Repeat the material below exactly, with no pictures.

[Named object pointing entries]
▼▼▼

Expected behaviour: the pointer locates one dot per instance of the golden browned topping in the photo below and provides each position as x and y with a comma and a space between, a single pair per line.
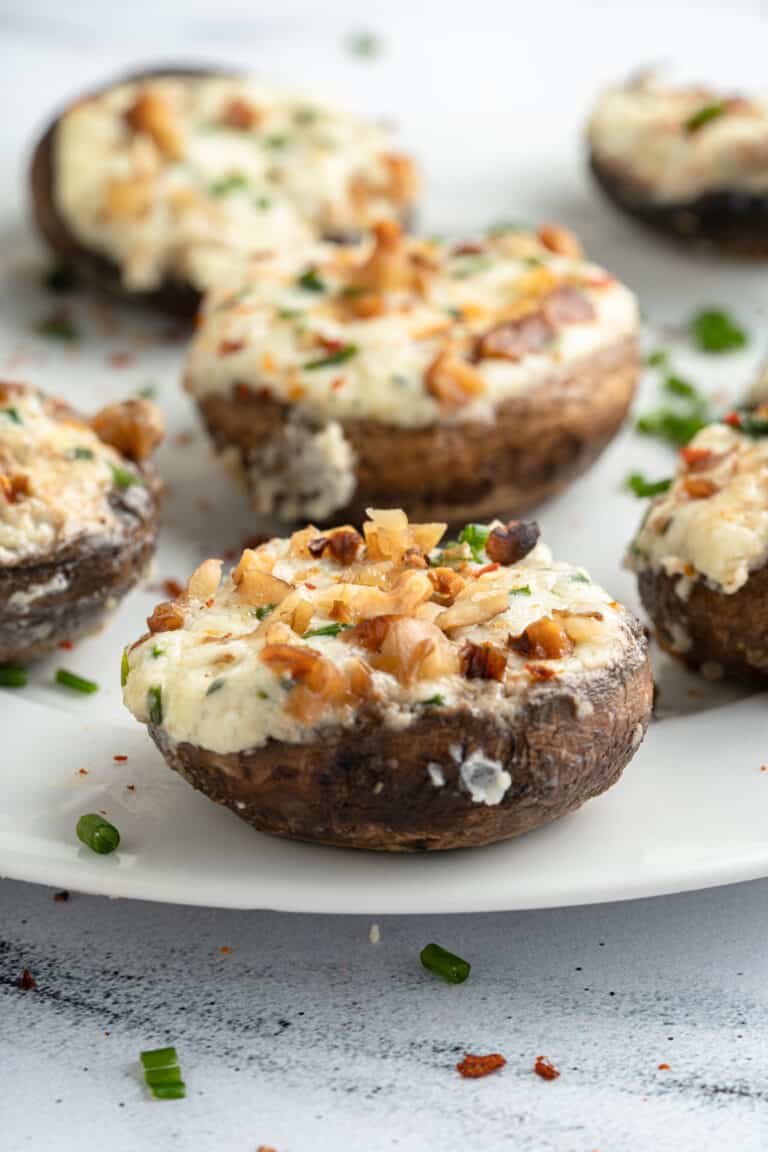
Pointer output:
134, 427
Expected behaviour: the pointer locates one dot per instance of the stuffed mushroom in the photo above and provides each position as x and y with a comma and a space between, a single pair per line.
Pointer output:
687, 161
154, 184
78, 514
390, 691
701, 553
451, 379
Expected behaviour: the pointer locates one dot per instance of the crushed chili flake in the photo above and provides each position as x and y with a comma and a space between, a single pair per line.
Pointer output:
121, 360
27, 982
474, 1067
545, 1068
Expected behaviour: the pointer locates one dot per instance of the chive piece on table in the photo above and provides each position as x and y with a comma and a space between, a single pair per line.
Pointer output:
78, 683
445, 963
13, 675
97, 833
159, 1058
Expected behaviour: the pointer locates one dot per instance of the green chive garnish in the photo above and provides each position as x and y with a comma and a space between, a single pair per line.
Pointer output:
154, 704
640, 486
477, 537
326, 630
310, 281
714, 331
12, 675
78, 683
445, 963
97, 833
339, 357
705, 115
159, 1058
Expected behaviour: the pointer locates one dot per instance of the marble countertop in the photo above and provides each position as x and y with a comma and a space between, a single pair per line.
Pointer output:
306, 1037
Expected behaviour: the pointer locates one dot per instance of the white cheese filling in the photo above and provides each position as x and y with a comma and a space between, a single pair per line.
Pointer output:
648, 134
713, 522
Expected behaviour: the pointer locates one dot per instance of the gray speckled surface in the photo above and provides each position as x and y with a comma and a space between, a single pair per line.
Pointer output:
309, 1038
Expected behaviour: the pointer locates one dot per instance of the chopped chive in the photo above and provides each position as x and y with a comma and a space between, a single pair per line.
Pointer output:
158, 1077
124, 478
97, 833
445, 963
60, 279
640, 486
339, 357
58, 326
154, 703
169, 1091
714, 331
705, 115
236, 182
310, 281
78, 683
13, 675
159, 1058
477, 537
326, 630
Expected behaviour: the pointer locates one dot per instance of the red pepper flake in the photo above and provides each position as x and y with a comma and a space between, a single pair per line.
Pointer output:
121, 360
27, 982
474, 1067
229, 347
545, 1068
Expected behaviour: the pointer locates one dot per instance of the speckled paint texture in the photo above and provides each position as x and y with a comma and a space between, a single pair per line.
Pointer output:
309, 1038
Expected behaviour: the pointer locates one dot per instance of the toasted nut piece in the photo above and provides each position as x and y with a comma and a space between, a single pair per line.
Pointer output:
510, 543
545, 639
127, 199
561, 240
154, 115
166, 618
205, 580
483, 661
134, 427
451, 380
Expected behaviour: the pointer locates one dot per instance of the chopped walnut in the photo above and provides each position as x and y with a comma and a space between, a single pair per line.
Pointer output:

▲▲▲

**TASK RESPONSE**
Expected behaviour: the pointer locates one dot per instance of the golden browned topping in the photo below and provides each position as x and y with a comma and a space between, a single pair per line.
Pointer output:
134, 427
Expected behaviour: the pointer locates one dot per instance of the stuffed mushroom in the photo above and provides each position as x and y with a comma and a space between, a single pair per line.
Pointer output:
687, 161
154, 184
78, 514
390, 691
701, 553
451, 379
Expected behaviour: the pointer locates one dot per instance of the crushed chili flake in the photo above and provides each position as x and y with a comma and a space between, a single pair per line.
Pointer output:
121, 360
27, 982
474, 1067
545, 1068
Expected behaviour: the pointer locates one dot per instance of the chive piece on table in the photo above and provides each position as x and y with a comma and a space between, a single pair per line.
Pointer output:
78, 683
445, 963
13, 675
97, 833
159, 1058
Expected behaviour: the pointer locates one dot per instance of the green chive garnish in the photo above and provides each position as x and y with a comma and a space between, a single pair per line.
Pointer output:
154, 704
640, 486
477, 537
326, 630
310, 281
714, 331
12, 675
78, 683
445, 963
97, 833
339, 357
705, 115
159, 1058
Expected behaviour: the pointer locates one dot per instance of the marble countertop in the photo above and provides each position as x and y with a comma and a space between, a single pair per line.
Pointer output:
306, 1037
Expected behaviour: the pointer locates one dot per instance of the white cheese filling in the photo above and provides each position as x and y with a comma and a space between, a single pair per line.
Pointer output:
648, 134
713, 522
Expected behaviour: the pointer locates one dot per instance of the gray speckled surface in the photo above and provides each position as x and y with a comma and a space between, a single pair per line.
Pointer output:
309, 1038
Expected behaviour: the pointer locates one dot per instance of the chopped chive in the photo above and provides each position as x and y with a comma and a space between, a single pair per line.
Pointer output:
158, 1077
124, 478
97, 833
445, 963
60, 279
640, 486
339, 357
58, 326
154, 703
169, 1091
714, 331
705, 115
236, 182
310, 281
78, 683
13, 675
159, 1058
477, 537
326, 630
Expected behaviour: the pointer locates one dot per instance of the red pepper flake in the photo above and provides each position as x and y with a comma and a space between, a single pair per line.
Pointer output:
121, 360
27, 982
474, 1067
229, 347
545, 1068
Expected behaviour: the pointer locates one dot per instance of the speckled paint texture in the photo above and provides each position as x and y with a comma and a space between, a single pair per line.
Pointer output:
309, 1038
Expected behaviour: the pointer locates one dot per instance of the toasted nut piece in the photo above and provides each position as x and y with a comma and a space between, a single pair per line.
Pointer output:
510, 543
545, 639
127, 199
561, 240
154, 115
166, 618
205, 580
483, 661
134, 427
451, 380
Expected behaviour: the pointer locates one dot per instance of the chopped walnut in the photo above and provides each position as x and y with a comma and a space between, a single pair per line.
Pointer output:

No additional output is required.